STARKVILLE, Miss.--Because robots, from remote-controlled machines to unmanned vehicles, are becoming a fundamental part of everyday life, Mississippi State University helped organize and host the first 4-H Robotics Academy.
Altogether, 48 participants representing 27 Mississippi communities, including teachers, 4-H volunteers, 4-H agents, 4-H high school seniors and 4-H youth juniors with their parents, gathered on campus for the five-day workshop, held Aug. 11-15. Half the learners enrolled in the ROBOTC programming language class, while the other half worked with the NXT-G programming language.
Representatives of MSU Extension Service, along with leaders from the Carnegie Mellon National Robotics Academy, the NASA Stennis Space Center and the University of Mississippi's Center for Mathematics and Science Education trained participants. MSU's Bagley College of Engineering also was involved.
Whether participants trained in ROBOTC or NXT-G, their teachers asked them to think outside the box and use their skills in STEM -- science, technology, engineering and mathematics -- to overcome the challenges inherent in programming a robot to perform a task.
ROBOTC teacher Timothy Friez, software engineer at Carnegie Mellon, was part of the team that initially developed the ROBOTC language, and he helped write the curriculum. His assistant, Mannie Lowe, program manager at the Center for Mathematics and Science Education, spearheads the annual Mississippi FIRST (For Inspiration and Recognition of Science and Technology) Tech Challenge, a robot competition for middle and high school students. Emma Seiler, assistant K-12 projects coordinator with NASA, taught the NXT-G participants.
"We want them to become experts in being able to learn where information is and how to apply that information so that they can continue that education," Friez said. "We want to give them hands-on experience so they can learn on their own."

__Listed records__:
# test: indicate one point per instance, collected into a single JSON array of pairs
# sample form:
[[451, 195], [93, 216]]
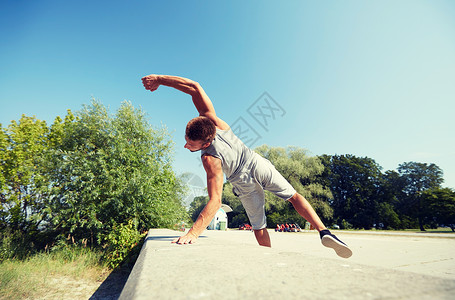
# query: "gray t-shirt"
[[231, 150]]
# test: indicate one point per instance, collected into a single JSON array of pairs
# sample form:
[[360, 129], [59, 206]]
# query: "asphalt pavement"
[[230, 265]]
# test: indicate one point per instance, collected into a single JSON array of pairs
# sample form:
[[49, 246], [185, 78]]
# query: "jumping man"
[[248, 172]]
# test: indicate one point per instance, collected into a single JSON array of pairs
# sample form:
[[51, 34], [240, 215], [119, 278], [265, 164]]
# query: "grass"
[[50, 274]]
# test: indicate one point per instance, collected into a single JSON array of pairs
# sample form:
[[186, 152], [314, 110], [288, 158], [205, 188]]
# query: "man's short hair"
[[201, 129]]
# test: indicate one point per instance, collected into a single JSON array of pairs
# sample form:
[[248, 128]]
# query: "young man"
[[248, 172]]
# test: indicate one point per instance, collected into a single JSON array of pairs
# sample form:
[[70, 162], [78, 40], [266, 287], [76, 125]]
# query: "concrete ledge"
[[229, 265]]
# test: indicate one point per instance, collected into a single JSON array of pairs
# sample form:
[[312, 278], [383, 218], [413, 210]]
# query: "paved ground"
[[229, 265]]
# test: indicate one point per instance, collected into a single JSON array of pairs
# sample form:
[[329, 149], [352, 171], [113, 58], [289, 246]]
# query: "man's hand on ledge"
[[188, 238]]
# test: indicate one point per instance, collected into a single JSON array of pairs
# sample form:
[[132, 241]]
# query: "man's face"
[[194, 146]]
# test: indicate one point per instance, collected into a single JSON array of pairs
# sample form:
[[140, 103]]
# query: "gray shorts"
[[249, 186]]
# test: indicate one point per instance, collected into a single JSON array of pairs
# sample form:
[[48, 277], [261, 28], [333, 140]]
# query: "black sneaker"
[[331, 241]]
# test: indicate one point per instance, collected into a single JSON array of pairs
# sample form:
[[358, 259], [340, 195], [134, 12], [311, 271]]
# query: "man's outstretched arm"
[[201, 101], [214, 171]]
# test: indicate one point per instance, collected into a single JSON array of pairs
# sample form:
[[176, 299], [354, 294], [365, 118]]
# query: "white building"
[[219, 222]]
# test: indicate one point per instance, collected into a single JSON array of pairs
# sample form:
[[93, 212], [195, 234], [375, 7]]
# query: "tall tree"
[[105, 170], [417, 178], [302, 171], [439, 206], [22, 146]]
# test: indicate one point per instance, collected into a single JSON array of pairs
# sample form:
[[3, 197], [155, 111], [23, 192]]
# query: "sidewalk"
[[229, 265]]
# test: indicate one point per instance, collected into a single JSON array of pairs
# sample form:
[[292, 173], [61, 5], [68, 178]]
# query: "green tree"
[[105, 170], [23, 146], [302, 171], [354, 182], [417, 178], [390, 193], [439, 205]]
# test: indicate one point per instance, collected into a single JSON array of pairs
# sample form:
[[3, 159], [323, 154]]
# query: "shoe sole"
[[341, 249]]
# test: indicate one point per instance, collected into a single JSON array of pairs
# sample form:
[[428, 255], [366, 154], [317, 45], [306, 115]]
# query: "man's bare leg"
[[304, 208], [263, 238]]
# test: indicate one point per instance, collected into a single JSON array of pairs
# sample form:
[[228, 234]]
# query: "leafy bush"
[[122, 244]]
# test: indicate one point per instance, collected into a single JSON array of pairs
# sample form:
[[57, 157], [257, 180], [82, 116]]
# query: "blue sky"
[[369, 78]]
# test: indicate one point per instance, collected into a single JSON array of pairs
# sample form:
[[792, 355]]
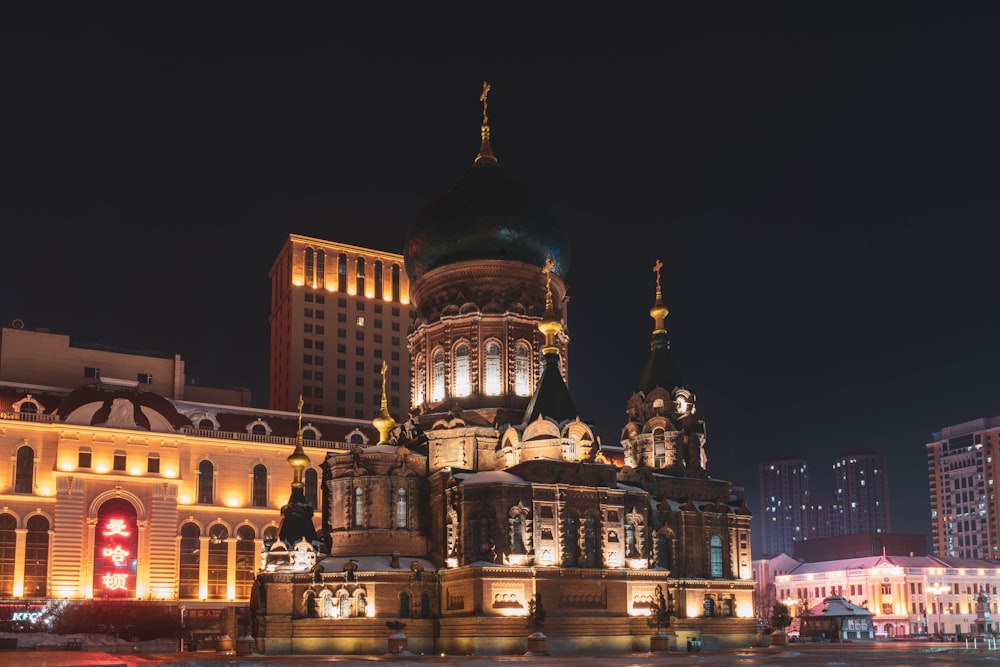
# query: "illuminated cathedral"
[[495, 495]]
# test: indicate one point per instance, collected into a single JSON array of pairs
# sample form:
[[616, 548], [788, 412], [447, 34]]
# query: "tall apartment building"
[[784, 504], [964, 508], [337, 312], [791, 513], [861, 493]]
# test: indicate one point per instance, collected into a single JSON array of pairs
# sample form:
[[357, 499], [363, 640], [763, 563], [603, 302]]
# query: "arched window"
[[522, 370], [361, 605], [590, 548], [404, 605], [311, 611], [359, 505], [630, 544], [401, 517], [218, 561], [425, 605], [116, 545], [342, 272], [378, 279], [517, 534], [395, 283], [36, 558], [345, 605], [359, 281], [259, 495], [571, 540], [246, 561], [419, 378], [493, 384], [310, 269], [437, 388], [462, 381], [189, 561], [659, 448], [206, 482], [311, 480], [715, 547], [664, 551], [8, 544], [24, 470], [320, 278], [484, 543]]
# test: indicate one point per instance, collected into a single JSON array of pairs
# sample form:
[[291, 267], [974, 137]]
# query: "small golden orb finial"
[[658, 311], [298, 458], [485, 155], [550, 325], [383, 421]]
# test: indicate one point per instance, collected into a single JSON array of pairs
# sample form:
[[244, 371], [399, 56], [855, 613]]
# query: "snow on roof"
[[489, 477], [374, 563]]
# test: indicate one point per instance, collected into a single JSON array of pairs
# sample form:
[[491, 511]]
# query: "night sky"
[[821, 185]]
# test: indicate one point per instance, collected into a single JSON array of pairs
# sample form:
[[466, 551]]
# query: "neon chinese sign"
[[115, 546]]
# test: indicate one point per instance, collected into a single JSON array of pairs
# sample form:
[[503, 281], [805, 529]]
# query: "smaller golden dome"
[[298, 459]]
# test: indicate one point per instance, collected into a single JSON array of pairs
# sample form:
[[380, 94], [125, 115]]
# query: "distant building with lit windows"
[[792, 515], [907, 595], [861, 493], [338, 311], [784, 504], [965, 510]]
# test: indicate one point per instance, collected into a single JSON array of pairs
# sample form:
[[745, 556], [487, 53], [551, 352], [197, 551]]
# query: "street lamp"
[[937, 590]]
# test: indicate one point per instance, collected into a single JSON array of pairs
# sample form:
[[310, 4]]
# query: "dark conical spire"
[[660, 370], [485, 156], [296, 515], [552, 397]]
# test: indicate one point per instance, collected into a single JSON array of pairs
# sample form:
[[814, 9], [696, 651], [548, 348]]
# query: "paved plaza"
[[854, 654]]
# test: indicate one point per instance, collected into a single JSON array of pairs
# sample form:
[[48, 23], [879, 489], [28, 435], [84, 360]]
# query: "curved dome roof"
[[485, 215]]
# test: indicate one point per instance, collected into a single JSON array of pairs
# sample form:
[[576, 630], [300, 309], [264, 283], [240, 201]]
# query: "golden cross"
[[482, 98], [300, 412]]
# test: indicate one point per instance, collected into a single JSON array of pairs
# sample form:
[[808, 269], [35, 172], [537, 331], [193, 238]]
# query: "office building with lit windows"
[[791, 514], [861, 493], [338, 311], [784, 504], [965, 511], [910, 595]]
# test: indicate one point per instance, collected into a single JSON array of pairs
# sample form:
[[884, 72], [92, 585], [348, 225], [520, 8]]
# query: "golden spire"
[[298, 459], [550, 324], [658, 312], [485, 150], [383, 421]]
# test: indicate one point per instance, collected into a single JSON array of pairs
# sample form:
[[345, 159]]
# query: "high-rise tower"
[[784, 504], [964, 508], [861, 493], [337, 312]]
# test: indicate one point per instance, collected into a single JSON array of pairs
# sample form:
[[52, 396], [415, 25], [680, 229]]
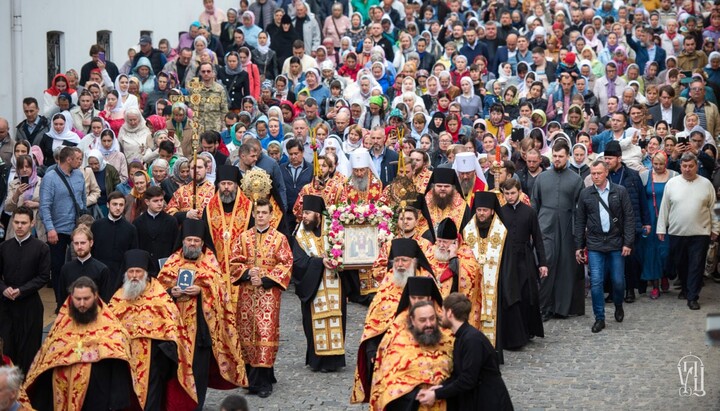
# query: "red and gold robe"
[[479, 185], [380, 315], [331, 192], [402, 365], [456, 211], [351, 195], [469, 280], [70, 350], [422, 180], [258, 310], [225, 229], [154, 316], [380, 265], [182, 199], [214, 300]]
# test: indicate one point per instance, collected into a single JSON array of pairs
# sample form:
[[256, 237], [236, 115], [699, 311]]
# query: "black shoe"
[[619, 313]]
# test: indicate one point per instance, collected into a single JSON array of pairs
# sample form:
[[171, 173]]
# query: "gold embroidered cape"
[[69, 351], [258, 310], [488, 252], [402, 364], [154, 316], [214, 300]]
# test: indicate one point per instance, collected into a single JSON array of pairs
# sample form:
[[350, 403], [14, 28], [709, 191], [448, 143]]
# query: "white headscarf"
[[95, 153], [343, 165], [67, 134]]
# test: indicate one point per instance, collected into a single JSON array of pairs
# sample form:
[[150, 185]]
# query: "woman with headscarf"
[[25, 194], [134, 137], [211, 166], [227, 29], [135, 202], [283, 40], [110, 150], [436, 125], [235, 80], [471, 104], [106, 176], [60, 134], [159, 92], [577, 162], [591, 39], [179, 177], [59, 85], [264, 57], [333, 145], [179, 128], [144, 73], [249, 28], [122, 86]]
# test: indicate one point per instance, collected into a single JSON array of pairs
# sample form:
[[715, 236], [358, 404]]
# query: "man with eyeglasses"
[[706, 111], [213, 103]]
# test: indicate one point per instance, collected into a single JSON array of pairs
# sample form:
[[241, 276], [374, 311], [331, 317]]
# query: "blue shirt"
[[604, 215], [57, 208]]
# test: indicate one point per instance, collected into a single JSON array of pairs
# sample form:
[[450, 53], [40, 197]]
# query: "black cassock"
[[521, 317], [307, 274], [110, 388], [475, 382]]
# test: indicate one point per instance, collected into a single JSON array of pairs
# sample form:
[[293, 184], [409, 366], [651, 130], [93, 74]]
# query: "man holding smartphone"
[[605, 228]]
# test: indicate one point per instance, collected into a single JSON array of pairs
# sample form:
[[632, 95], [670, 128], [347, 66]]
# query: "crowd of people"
[[531, 153]]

__Work to complete__: According to the article on the 4-H Robotics Academy, who taught the participants working with the NXT-G programming language?

__Response to the exercise__: Emma Seiler, assistant K-12 projects coordinator with NASA.